__WHAT YOU HAVE TO DO__. Because the copy must hold no pictures, return the data below with all of its words intact.

Start of MATERIALS PROVIDED

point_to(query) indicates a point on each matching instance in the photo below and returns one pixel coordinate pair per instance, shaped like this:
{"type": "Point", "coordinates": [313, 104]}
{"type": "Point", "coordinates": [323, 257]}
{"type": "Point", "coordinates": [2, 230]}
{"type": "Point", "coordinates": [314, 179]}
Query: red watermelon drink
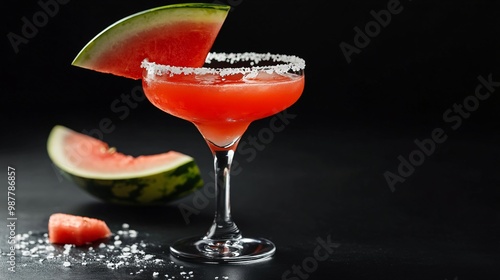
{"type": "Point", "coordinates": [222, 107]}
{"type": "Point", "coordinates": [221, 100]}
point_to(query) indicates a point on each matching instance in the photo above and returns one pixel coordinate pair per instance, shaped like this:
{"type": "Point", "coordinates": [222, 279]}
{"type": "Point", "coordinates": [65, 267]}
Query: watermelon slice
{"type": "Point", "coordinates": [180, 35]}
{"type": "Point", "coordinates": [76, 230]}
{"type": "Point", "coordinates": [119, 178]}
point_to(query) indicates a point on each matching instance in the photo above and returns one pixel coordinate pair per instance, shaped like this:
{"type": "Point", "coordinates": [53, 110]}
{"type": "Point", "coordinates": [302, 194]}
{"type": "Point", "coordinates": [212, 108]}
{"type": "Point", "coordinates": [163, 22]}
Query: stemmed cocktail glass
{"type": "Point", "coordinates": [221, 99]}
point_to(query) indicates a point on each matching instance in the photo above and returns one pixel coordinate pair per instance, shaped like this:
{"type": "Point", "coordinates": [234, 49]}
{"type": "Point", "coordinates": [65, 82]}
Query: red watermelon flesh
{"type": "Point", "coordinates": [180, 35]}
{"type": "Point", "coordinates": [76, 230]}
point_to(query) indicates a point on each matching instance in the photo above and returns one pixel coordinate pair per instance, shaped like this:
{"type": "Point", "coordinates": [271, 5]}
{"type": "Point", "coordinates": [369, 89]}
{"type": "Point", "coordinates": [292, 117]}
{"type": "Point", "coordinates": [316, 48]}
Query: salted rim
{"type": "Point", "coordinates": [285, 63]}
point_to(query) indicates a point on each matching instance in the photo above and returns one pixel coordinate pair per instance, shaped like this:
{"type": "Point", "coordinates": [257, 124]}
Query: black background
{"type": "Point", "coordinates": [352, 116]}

End of MATERIALS PROVIDED

__SOLUTION__.
point_to(query) indicates a point on each matching instance in the photo below and returns one pixel coordinate pair per instance, shaped like this:
{"type": "Point", "coordinates": [313, 104]}
{"type": "Point", "coordinates": [323, 257]}
{"type": "Point", "coordinates": [2, 230]}
{"type": "Point", "coordinates": [314, 179]}
Query: red watermelon drink
{"type": "Point", "coordinates": [222, 107]}
{"type": "Point", "coordinates": [221, 100]}
point_to(query) indicates a point on each matching instance in the photo above and returns one pixel coordinate pair per instance, shaped like this:
{"type": "Point", "coordinates": [222, 279]}
{"type": "Point", "coordinates": [65, 267]}
Query: watermelon slice
{"type": "Point", "coordinates": [180, 35]}
{"type": "Point", "coordinates": [76, 230]}
{"type": "Point", "coordinates": [119, 178]}
point_to(query) indicates a point on each matching instance in the photo above and returns one pixel coordinate pair per instance, shaped like this:
{"type": "Point", "coordinates": [53, 110]}
{"type": "Point", "coordinates": [302, 194]}
{"type": "Point", "coordinates": [212, 108]}
{"type": "Point", "coordinates": [163, 22]}
Query: stemmed cocktail glass
{"type": "Point", "coordinates": [221, 99]}
point_to(query) indicates a point on each matching instance in the photo above and returns one pixel coordinate pair per instance, shaped like this:
{"type": "Point", "coordinates": [234, 49]}
{"type": "Point", "coordinates": [65, 82]}
Query: red watermelon flesh
{"type": "Point", "coordinates": [180, 35]}
{"type": "Point", "coordinates": [76, 230]}
point_to(query) indicates a point on each matching instance in the photo above and returns one pixel coordinate pair per instance, shaped like this:
{"type": "Point", "coordinates": [271, 5]}
{"type": "Point", "coordinates": [369, 89]}
{"type": "Point", "coordinates": [292, 117]}
{"type": "Point", "coordinates": [316, 48]}
Query: salted rim
{"type": "Point", "coordinates": [285, 63]}
point_to(query) indicates a point on each matching instance in the photo above and returns one pixel coordinate pair per instance, shaped like this:
{"type": "Point", "coordinates": [257, 124]}
Query: black background
{"type": "Point", "coordinates": [352, 116]}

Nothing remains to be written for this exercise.